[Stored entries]
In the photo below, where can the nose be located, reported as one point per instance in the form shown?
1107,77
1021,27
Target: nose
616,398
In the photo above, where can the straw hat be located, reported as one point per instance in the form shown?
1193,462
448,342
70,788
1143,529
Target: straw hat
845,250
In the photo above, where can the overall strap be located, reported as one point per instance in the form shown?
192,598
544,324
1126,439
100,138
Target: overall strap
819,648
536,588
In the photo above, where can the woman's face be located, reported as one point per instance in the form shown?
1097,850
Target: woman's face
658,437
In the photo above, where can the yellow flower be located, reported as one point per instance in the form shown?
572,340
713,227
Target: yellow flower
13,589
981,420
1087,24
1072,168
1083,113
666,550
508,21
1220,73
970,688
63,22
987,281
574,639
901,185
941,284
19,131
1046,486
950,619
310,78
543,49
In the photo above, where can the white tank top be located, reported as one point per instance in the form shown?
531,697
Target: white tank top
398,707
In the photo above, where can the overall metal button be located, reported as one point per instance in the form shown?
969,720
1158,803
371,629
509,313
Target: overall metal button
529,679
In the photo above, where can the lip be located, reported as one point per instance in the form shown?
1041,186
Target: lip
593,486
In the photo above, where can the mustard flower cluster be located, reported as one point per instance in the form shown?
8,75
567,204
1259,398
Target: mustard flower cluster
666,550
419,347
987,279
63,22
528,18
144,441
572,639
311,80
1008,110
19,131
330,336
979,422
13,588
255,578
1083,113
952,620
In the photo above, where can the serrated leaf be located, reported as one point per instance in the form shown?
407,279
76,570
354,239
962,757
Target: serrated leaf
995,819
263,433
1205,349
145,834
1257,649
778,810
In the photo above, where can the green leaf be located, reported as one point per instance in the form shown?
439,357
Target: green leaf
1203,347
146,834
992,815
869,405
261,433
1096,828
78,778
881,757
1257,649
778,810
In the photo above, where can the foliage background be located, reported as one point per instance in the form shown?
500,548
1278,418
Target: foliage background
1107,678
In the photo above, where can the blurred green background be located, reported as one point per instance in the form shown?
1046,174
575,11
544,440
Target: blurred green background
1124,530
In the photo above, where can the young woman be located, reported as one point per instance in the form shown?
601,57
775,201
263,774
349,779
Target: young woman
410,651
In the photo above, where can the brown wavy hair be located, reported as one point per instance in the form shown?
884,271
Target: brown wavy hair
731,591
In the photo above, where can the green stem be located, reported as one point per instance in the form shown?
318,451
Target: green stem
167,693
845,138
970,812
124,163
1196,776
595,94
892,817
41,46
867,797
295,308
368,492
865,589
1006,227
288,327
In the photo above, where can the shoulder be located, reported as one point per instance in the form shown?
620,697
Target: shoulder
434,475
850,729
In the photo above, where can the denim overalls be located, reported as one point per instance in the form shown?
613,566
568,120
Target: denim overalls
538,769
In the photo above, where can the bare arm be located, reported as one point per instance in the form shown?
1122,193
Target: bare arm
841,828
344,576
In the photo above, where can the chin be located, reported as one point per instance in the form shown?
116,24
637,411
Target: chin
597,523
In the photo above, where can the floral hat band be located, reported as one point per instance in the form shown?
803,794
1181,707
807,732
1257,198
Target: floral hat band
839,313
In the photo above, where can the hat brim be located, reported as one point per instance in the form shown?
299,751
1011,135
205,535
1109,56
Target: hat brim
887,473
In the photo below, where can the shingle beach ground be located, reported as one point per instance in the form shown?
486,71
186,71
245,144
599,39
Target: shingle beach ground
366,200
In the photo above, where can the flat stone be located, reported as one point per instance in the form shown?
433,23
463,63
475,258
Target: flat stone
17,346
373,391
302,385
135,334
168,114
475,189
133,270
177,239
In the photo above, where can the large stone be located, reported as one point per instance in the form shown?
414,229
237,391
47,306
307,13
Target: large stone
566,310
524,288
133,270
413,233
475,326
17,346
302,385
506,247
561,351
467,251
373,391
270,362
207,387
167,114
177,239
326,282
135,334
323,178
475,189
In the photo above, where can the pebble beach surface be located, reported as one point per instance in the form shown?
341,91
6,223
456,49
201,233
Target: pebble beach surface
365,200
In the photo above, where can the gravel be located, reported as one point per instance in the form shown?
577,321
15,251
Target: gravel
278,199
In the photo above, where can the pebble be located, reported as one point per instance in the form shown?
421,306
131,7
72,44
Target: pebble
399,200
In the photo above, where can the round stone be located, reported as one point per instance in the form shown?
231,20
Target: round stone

Instruction »
Rewrite the rows from the line containing "In the photo above, where can the pebble be located, reported" through the end of the rows, requests included. Multiply the coordinates of every answer point by 1.3 and round to whole numbers, halves up, leaving the requests and their sample points unchanged.

The output »
In the photo above, where can the pebble be located, reported as one point per instance in the form shown?
421,306
131,7
72,44
Target: pebble
519,260
In the photo above, where can the round stone be located, reported as one point per instance in the form shown?
231,20
Target: round stone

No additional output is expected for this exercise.